Copy out the records precisely, omitting pictures.

^^^^^^^^^^^^^^^^

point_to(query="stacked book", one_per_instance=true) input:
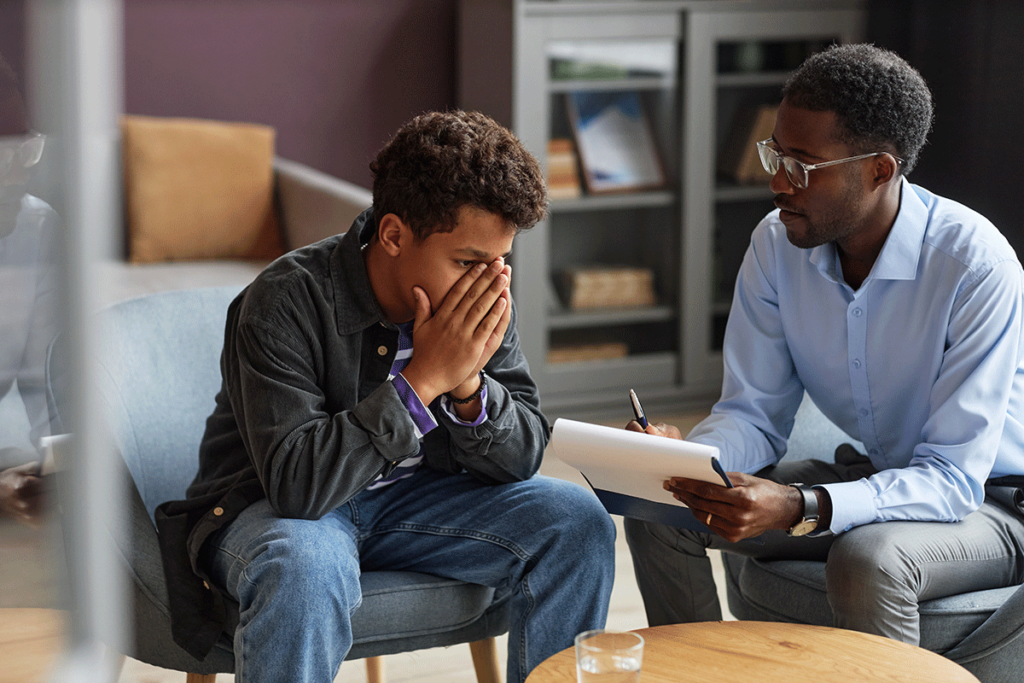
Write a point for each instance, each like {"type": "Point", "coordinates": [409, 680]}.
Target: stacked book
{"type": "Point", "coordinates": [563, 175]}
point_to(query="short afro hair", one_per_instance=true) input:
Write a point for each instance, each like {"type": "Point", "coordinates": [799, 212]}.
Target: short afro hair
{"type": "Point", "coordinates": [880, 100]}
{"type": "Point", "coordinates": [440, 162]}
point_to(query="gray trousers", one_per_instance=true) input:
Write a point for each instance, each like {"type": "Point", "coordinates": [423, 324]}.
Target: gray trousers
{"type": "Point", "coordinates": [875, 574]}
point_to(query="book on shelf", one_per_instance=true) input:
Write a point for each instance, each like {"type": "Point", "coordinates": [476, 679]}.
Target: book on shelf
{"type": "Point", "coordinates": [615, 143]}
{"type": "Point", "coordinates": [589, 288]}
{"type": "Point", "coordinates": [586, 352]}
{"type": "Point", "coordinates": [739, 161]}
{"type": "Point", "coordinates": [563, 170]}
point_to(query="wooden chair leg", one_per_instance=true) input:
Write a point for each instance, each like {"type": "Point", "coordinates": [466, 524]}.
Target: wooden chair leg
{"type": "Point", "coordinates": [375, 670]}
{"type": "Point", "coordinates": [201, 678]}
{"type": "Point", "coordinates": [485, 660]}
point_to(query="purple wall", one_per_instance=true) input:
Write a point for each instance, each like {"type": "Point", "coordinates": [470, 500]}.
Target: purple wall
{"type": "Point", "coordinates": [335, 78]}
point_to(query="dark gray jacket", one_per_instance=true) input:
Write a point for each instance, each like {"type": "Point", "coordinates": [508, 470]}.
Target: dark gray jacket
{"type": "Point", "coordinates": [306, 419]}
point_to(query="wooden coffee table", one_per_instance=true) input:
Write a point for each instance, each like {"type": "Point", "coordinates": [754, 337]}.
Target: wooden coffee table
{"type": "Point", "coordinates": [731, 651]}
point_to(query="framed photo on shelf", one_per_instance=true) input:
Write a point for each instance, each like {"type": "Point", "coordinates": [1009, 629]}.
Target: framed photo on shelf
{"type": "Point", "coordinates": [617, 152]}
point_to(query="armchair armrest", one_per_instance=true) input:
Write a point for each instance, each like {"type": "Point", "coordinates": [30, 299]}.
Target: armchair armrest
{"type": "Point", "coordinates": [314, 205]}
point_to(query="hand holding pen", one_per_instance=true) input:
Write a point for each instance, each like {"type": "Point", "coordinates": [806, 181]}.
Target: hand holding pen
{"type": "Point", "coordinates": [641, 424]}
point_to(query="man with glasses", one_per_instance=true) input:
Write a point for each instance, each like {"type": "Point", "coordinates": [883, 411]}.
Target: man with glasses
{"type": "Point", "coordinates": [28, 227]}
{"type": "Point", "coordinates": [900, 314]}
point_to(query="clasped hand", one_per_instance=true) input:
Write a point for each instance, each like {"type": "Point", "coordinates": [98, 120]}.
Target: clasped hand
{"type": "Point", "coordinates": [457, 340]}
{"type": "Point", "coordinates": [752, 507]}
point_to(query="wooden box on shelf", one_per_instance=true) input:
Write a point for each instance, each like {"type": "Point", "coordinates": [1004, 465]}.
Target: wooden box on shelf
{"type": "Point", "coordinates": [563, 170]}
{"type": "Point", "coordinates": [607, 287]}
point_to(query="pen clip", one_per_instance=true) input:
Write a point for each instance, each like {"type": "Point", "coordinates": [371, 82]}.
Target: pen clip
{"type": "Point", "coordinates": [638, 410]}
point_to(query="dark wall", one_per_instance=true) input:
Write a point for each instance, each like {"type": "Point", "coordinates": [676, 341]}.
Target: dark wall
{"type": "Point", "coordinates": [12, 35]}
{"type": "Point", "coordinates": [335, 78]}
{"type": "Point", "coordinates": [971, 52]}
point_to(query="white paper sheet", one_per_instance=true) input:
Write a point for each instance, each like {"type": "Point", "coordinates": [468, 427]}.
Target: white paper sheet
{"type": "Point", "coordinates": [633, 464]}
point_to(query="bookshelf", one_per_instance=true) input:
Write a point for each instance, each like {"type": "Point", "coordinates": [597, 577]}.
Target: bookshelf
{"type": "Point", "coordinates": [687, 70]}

^^^^^^^^^^^^^^^^

→ Task answer:
point_to(query="stacked book", one_per_instance=true) input:
Write a point for each instance, each like {"type": "Point", "coordinates": [409, 680]}.
Target: stacked book
{"type": "Point", "coordinates": [563, 175]}
point_to(query="short afro hair", one_per_instance=true) input:
Write a point for each instance, each like {"type": "Point", "coordinates": [799, 212]}.
Target: short afro hair
{"type": "Point", "coordinates": [880, 100]}
{"type": "Point", "coordinates": [440, 162]}
point_to(query="gray trousers", one_per_instance=true) input:
Write a point for each instance, each like {"type": "Point", "coordinates": [423, 324]}.
Target: gray trousers
{"type": "Point", "coordinates": [875, 574]}
point_to(query="book on shelf", one_per_instance=true) input:
Write a point for each instance, each like {"type": "Point", "coordinates": [476, 679]}.
Target: book on shelf
{"type": "Point", "coordinates": [615, 143]}
{"type": "Point", "coordinates": [589, 288]}
{"type": "Point", "coordinates": [586, 352]}
{"type": "Point", "coordinates": [739, 161]}
{"type": "Point", "coordinates": [563, 170]}
point_to(query="wooden chair leg", one_per_instance=true) input:
Write a point for each instance, each like {"type": "Point", "coordinates": [466, 524]}.
Target: wooden chair leg
{"type": "Point", "coordinates": [375, 670]}
{"type": "Point", "coordinates": [201, 678]}
{"type": "Point", "coordinates": [485, 660]}
point_to(query="purple wall", one_per_instance=true) input:
Write a point for each instance, each like {"type": "Point", "coordinates": [470, 500]}.
Target: purple wall
{"type": "Point", "coordinates": [335, 78]}
point_to(query="dark gray jacket", one_per_instance=true) input:
Write a point for each instance, each like {"type": "Point", "coordinates": [508, 470]}.
Target: dark gray jacket
{"type": "Point", "coordinates": [306, 419]}
point_to(query="wooden coffee table", one_per_instance=true) input:
Write a point for each instance, each like {"type": "Point", "coordinates": [754, 337]}.
Target: wooden coffee table
{"type": "Point", "coordinates": [731, 651]}
point_to(query="framed photo on shelf", one_per_instance=true) input:
Write a point for each instance, each like {"type": "Point", "coordinates": [1009, 629]}.
Target: framed photo on shelf
{"type": "Point", "coordinates": [617, 152]}
point_to(query="armchair armrest", one_per_instance=true) input:
Write a point for each instance, each like {"type": "Point", "coordinates": [30, 299]}.
Target: armchair armrest
{"type": "Point", "coordinates": [314, 205]}
point_to(query="hand holding pen", one_per_instance=true) input:
Write a point for each instance, each like {"type": "Point", "coordinates": [806, 181]}.
Target: hand holding pen
{"type": "Point", "coordinates": [641, 424]}
point_to(query="man with glasses", one_per_instance=true) input:
Write a point for each instance, each like {"type": "Point", "coordinates": [883, 411]}.
Target: man with glasses
{"type": "Point", "coordinates": [28, 227]}
{"type": "Point", "coordinates": [900, 314]}
point_to(query="clasped hand", one_per_instance=true) input:
Write a point for each instance, each like {"type": "Point", "coordinates": [98, 120]}.
Target: clasped hand
{"type": "Point", "coordinates": [457, 340]}
{"type": "Point", "coordinates": [752, 507]}
point_to(query="wooden box on shelf", one_per_instance=true) input:
Write a point for each instance, each like {"type": "Point", "coordinates": [1004, 465]}.
Target: wooden box on shelf
{"type": "Point", "coordinates": [563, 170]}
{"type": "Point", "coordinates": [607, 287]}
point_to(query="pen clip", one_per_instance=true) input:
Write a point for each instance, each like {"type": "Point", "coordinates": [371, 82]}.
Target: pen clip
{"type": "Point", "coordinates": [638, 410]}
point_to(query="dark wall", one_per_instance=true) input:
Write a point for each instance, each like {"type": "Point", "coordinates": [676, 341]}.
Target: dark wall
{"type": "Point", "coordinates": [12, 35]}
{"type": "Point", "coordinates": [335, 78]}
{"type": "Point", "coordinates": [971, 52]}
point_to(query="white paper sheet", one_per_instance=true) input:
Write a point for each instance, each like {"type": "Point", "coordinates": [468, 427]}.
Target: white paper sheet
{"type": "Point", "coordinates": [633, 464]}
point_to(query="bookshelf", one_per_instance=true) input:
Write a point for each instance, each like {"type": "Point", "coordinates": [597, 577]}.
Target: bookshelf
{"type": "Point", "coordinates": [687, 70]}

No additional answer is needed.